Part of a data file:
☆ ☆ ☆ ☆

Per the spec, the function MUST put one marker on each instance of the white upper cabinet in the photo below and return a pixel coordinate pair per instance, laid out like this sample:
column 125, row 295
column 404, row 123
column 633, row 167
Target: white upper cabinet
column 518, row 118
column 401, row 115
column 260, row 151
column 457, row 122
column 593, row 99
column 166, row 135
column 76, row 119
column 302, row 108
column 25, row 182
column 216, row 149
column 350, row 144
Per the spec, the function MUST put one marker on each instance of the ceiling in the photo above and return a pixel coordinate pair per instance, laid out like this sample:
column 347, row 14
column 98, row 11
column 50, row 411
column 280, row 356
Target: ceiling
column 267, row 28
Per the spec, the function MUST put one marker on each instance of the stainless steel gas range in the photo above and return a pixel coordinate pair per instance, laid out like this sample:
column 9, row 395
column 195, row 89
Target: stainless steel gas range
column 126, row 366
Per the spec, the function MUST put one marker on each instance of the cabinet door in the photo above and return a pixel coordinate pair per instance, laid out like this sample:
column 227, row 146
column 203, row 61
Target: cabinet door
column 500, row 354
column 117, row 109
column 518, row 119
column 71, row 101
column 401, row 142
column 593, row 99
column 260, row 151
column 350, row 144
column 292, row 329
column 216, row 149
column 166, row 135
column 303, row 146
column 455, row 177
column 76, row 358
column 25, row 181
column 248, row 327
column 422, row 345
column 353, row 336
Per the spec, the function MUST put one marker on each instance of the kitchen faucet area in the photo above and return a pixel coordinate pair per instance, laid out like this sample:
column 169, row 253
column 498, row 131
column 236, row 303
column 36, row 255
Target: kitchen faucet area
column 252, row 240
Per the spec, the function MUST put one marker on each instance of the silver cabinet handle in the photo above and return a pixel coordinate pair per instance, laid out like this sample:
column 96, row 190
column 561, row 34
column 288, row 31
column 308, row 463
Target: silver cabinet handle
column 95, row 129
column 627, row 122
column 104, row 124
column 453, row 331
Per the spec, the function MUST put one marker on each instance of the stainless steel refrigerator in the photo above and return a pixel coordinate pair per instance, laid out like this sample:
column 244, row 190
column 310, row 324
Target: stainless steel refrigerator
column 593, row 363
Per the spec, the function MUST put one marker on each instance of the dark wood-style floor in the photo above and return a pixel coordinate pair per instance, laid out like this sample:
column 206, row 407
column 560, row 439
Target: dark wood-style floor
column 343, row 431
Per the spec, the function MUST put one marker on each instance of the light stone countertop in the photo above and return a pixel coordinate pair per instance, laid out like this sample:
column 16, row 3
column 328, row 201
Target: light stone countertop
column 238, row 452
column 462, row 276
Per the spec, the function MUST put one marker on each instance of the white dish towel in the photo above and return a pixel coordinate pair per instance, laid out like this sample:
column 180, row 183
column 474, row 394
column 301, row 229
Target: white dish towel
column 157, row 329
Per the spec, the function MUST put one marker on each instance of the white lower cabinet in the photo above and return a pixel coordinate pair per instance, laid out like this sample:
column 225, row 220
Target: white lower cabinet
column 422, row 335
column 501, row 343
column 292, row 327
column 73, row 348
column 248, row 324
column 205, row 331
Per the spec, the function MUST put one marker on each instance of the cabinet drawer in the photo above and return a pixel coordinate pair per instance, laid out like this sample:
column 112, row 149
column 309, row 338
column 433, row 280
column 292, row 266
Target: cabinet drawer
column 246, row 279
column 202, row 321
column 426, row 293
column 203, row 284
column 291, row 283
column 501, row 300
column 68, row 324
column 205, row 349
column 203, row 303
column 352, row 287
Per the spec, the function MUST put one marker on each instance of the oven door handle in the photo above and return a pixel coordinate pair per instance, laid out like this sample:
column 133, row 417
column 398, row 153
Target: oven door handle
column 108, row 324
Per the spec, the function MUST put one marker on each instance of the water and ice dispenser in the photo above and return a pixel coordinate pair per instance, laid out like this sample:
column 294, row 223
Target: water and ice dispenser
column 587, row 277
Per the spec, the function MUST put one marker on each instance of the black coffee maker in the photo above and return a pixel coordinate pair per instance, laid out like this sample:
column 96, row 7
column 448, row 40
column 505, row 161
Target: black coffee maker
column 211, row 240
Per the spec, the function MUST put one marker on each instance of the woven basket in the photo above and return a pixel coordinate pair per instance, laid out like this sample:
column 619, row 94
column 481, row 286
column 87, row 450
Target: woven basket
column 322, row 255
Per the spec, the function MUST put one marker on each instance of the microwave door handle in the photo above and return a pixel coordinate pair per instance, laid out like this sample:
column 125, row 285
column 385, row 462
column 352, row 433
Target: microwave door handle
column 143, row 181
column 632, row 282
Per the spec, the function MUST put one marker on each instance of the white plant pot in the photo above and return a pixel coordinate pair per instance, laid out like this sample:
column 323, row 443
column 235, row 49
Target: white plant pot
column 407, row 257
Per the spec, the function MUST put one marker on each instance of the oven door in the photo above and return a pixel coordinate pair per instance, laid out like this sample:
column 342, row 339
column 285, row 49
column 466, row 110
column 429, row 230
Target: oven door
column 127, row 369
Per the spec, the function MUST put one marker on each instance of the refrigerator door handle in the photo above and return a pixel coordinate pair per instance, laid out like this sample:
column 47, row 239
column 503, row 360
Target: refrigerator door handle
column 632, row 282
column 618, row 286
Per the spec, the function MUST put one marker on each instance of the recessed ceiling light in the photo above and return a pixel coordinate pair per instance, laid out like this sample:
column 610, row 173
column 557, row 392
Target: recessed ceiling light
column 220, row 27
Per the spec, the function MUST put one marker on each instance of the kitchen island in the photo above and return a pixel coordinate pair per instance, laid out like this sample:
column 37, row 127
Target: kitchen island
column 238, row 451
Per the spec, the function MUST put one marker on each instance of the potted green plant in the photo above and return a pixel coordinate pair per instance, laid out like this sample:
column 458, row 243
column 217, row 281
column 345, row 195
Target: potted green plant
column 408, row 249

☆ ☆ ☆ ☆

Exercise requirements: Put the lines of the items above into a JSON list of strings, one string per line with blank lines left out. Start at the first line of the items and stop after the line that contains "column 353, row 336", including nothing past it.

Solution:
[
  "Per the spec, the function MUST put one marker on each instance of the white upper cabinet in the photo below and return a pixel coordinate pair per instance, laid out like this sample:",
  "column 125, row 295",
  "column 404, row 123",
  "column 633, row 167",
  "Target: white upper cabinet",
  "column 518, row 118",
  "column 401, row 115",
  "column 260, row 151",
  "column 457, row 122",
  "column 593, row 99",
  "column 166, row 135",
  "column 76, row 119",
  "column 302, row 108",
  "column 25, row 182",
  "column 216, row 149",
  "column 350, row 144",
  "Per the spec, the function MUST put one marker on each instance of the ceiling in the photo above and return a pixel coordinate pair per instance, laid out like this sample:",
  "column 347, row 14",
  "column 98, row 11",
  "column 50, row 411",
  "column 280, row 356",
  "Target: ceiling",
  "column 267, row 28",
  "Per the spec, the function MUST put one marker on each instance of the stainless steel gas range in the photo above and return a pixel coordinate pair per instance, laid out like this sample:",
  "column 9, row 395",
  "column 195, row 89",
  "Target: stainless steel gas range",
  "column 126, row 366",
  "Per the spec, the function MUST put one marker on each instance of the cabinet door in the photo above and return a pixel coordinate pair per instance, laid out like this sample:",
  "column 227, row 146",
  "column 203, row 61",
  "Target: cabinet door",
  "column 500, row 354",
  "column 117, row 109",
  "column 518, row 119",
  "column 71, row 101",
  "column 401, row 142",
  "column 593, row 99",
  "column 260, row 151",
  "column 350, row 144",
  "column 292, row 329",
  "column 216, row 149",
  "column 166, row 135",
  "column 303, row 146",
  "column 455, row 177",
  "column 76, row 358",
  "column 25, row 181",
  "column 248, row 327",
  "column 422, row 345",
  "column 353, row 336"
]